(Beginning of Quoted passage)

That is, although there are very real limitations faced by African scholars, the limitations are also surmountable without the need for extensive investment, restructuring, and funds. Because this workshop, conceptually, was not bound by Northern-based scholars coming to “train” people or by a large development group loaning funds and infrastructure, this model is highly replicable. The core agenda was not bound by geography, discipline, or personality. Rather, the agenda was philosophical: We wanted to help to nurture an exploration of decolonization of knowledge through small pivots that would inherently include visionary approaches to and transformations of existing disciplines as well as institutional writing and reading cultures. This centering of the writer as teacher-researcher-citizen in practice in her community is part of what was exciting and thrilling about what we undertook in Jimma.

The JU writing workshop was collaboratively organized by: Amber Murrey, Sintayehu Demeke, Bisrat Gebru, Anteneh Tesfahun, Eline Joor, Addisu Tegegne, Tadele Assefa, Isaac Abotebuno, and Kassahun Molla—with special thanks to Ermyas Admassu for assistance in obtaining visas.

(End of Quoted passage)

Requirement 1 | Name each thing the workshop text says the core agenda was not bound by.
Requirement 2 | Repeat the part of the workshop text starting with "The JU writing" and going on through "in obtaining visas.".

(Beginning of Dataset entries)

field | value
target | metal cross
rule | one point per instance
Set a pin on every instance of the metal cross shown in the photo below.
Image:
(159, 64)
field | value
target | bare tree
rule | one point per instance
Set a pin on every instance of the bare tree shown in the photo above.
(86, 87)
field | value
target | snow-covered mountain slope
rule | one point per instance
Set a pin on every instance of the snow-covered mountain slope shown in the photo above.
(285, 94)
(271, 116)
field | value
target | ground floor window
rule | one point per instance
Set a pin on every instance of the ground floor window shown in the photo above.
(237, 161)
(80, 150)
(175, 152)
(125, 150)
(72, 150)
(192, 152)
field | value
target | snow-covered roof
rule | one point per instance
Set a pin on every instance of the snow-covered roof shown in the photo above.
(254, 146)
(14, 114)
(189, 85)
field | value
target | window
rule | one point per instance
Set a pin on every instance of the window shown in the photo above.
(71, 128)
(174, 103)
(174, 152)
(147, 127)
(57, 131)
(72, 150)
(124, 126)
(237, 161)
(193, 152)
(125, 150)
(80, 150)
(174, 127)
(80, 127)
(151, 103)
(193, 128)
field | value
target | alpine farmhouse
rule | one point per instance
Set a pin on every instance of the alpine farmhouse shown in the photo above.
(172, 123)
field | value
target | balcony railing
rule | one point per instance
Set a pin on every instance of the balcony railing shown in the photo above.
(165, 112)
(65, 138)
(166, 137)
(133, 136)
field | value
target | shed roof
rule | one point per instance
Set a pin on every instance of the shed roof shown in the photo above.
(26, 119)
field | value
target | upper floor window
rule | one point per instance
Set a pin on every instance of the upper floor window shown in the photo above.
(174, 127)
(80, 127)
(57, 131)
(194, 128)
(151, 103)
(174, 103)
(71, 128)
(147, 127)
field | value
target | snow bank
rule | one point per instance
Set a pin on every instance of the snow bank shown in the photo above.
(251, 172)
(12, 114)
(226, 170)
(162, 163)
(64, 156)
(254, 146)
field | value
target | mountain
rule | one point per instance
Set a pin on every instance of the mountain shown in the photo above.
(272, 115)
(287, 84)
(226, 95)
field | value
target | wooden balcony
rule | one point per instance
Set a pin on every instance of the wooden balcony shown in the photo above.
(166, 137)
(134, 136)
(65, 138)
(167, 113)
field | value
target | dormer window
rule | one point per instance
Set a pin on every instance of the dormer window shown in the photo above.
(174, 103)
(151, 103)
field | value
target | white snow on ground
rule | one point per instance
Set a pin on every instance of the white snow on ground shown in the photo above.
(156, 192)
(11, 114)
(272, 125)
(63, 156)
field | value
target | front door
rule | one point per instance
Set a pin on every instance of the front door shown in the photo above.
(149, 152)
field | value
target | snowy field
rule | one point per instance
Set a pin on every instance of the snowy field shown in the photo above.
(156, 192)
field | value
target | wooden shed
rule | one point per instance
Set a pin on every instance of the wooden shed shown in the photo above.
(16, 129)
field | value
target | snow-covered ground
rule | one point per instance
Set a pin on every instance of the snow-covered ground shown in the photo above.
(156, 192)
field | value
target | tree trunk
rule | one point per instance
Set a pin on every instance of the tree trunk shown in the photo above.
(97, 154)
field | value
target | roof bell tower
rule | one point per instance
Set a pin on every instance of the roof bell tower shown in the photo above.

(End of Dataset entries)

Task answer 1 | Geography, discipline, personality

Task answer 2 |
The JU writing workshop was collaboratively organized by: Amber Murrey, Sintayehu Demeke, Bisrat Gebru, Anteneh Tesfahun, Eline Joor, Addisu Tegegne, Tadele Assefa, Isaac Abotebuno, and Kassahun Molla—with special thanks to Ermyas Admassu for assistance in obtaining visas.